WRITTEN PROBLEM:
Please copy the following entries line for line, with no changes.

===== DATA FOR THIS EXERCISE

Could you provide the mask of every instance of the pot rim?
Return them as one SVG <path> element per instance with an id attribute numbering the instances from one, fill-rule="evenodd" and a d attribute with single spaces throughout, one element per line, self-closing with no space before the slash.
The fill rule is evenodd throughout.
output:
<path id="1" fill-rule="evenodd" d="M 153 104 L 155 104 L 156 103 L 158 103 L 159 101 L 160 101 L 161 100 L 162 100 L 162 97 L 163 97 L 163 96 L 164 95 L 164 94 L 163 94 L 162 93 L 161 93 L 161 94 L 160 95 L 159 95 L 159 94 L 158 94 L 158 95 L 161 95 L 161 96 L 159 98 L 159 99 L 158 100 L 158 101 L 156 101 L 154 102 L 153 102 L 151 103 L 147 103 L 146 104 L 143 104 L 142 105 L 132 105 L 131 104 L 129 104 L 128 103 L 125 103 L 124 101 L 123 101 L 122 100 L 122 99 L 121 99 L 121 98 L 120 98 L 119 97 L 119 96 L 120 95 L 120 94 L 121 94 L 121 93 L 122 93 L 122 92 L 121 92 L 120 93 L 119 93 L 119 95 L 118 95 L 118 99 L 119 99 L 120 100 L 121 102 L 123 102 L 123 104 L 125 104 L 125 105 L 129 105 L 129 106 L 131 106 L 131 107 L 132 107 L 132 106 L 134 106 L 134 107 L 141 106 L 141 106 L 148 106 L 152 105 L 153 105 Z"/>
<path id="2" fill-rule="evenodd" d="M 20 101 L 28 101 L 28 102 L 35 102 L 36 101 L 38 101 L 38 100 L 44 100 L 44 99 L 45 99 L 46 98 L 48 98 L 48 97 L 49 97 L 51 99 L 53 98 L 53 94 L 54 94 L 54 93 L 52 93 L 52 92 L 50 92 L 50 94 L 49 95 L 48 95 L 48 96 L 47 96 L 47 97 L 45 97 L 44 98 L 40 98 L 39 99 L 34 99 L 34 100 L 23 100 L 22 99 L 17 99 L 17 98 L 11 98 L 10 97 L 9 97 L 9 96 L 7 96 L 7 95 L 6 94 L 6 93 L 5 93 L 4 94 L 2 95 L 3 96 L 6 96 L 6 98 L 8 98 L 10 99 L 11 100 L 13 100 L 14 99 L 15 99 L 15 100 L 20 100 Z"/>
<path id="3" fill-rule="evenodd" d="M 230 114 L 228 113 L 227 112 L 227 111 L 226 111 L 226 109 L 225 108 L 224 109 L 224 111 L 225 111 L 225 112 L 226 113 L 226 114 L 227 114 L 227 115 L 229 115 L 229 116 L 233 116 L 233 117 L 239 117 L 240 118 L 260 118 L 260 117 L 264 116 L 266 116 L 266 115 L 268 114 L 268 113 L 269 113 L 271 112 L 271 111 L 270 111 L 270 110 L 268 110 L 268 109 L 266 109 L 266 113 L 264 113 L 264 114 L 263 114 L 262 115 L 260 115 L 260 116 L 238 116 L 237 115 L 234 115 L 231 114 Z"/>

==========

EXERCISE RESPONSE:
Could you provide the mask of every instance of the pot rim?
Return them as one SVG <path> element per instance with an id attribute numbering the instances from one, fill-rule="evenodd" and a d attribute with single spaces throughout, one element per line, self-closing with no space before the slash.
The fill rule is evenodd throughout.
output:
<path id="1" fill-rule="evenodd" d="M 153 104 L 155 104 L 156 103 L 158 103 L 159 101 L 160 101 L 161 100 L 162 100 L 162 97 L 163 97 L 163 96 L 164 95 L 164 94 L 163 94 L 162 93 L 161 93 L 161 94 L 160 95 L 159 95 L 159 94 L 158 94 L 158 95 L 161 95 L 161 96 L 159 98 L 159 99 L 158 100 L 158 101 L 156 101 L 154 102 L 153 102 L 151 103 L 147 103 L 146 104 L 143 104 L 142 105 L 132 105 L 131 104 L 129 104 L 128 103 L 125 103 L 124 101 L 123 101 L 122 100 L 122 99 L 121 99 L 121 98 L 120 98 L 119 97 L 119 96 L 120 95 L 120 94 L 121 94 L 121 93 L 122 93 L 122 92 L 121 92 L 120 93 L 119 93 L 119 95 L 118 95 L 118 99 L 119 99 L 120 100 L 121 102 L 123 102 L 123 104 L 125 104 L 125 105 L 129 105 L 129 106 L 131 106 L 131 107 L 132 107 L 132 106 L 134 106 L 134 107 L 141 106 L 141 106 L 148 106 L 152 105 L 153 105 Z"/>
<path id="2" fill-rule="evenodd" d="M 20 101 L 28 101 L 28 102 L 35 102 L 36 101 L 38 101 L 38 100 L 44 100 L 44 99 L 45 99 L 46 98 L 48 98 L 48 97 L 49 97 L 51 99 L 53 98 L 53 94 L 54 94 L 54 93 L 52 93 L 52 92 L 50 92 L 50 94 L 49 95 L 48 95 L 48 96 L 47 96 L 47 97 L 45 97 L 44 98 L 40 98 L 39 99 L 34 99 L 34 100 L 23 100 L 22 99 L 17 99 L 17 98 L 11 98 L 10 97 L 9 97 L 9 96 L 7 96 L 7 95 L 6 94 L 6 93 L 5 93 L 4 94 L 2 95 L 3 96 L 6 96 L 6 98 L 8 98 L 10 99 L 11 100 L 13 100 L 14 99 L 15 99 L 15 100 L 20 100 Z"/>
<path id="3" fill-rule="evenodd" d="M 230 114 L 228 113 L 227 112 L 227 111 L 226 111 L 226 109 L 225 108 L 224 109 L 224 111 L 225 111 L 225 112 L 226 113 L 226 114 L 227 114 L 227 115 L 229 115 L 229 116 L 233 116 L 233 117 L 239 117 L 240 118 L 260 118 L 260 117 L 264 116 L 266 116 L 266 115 L 268 114 L 268 113 L 269 113 L 271 112 L 271 111 L 270 111 L 270 110 L 268 110 L 268 109 L 266 109 L 266 113 L 264 113 L 264 114 L 263 114 L 262 115 L 260 115 L 260 116 L 238 116 L 237 115 L 234 115 L 231 114 Z"/>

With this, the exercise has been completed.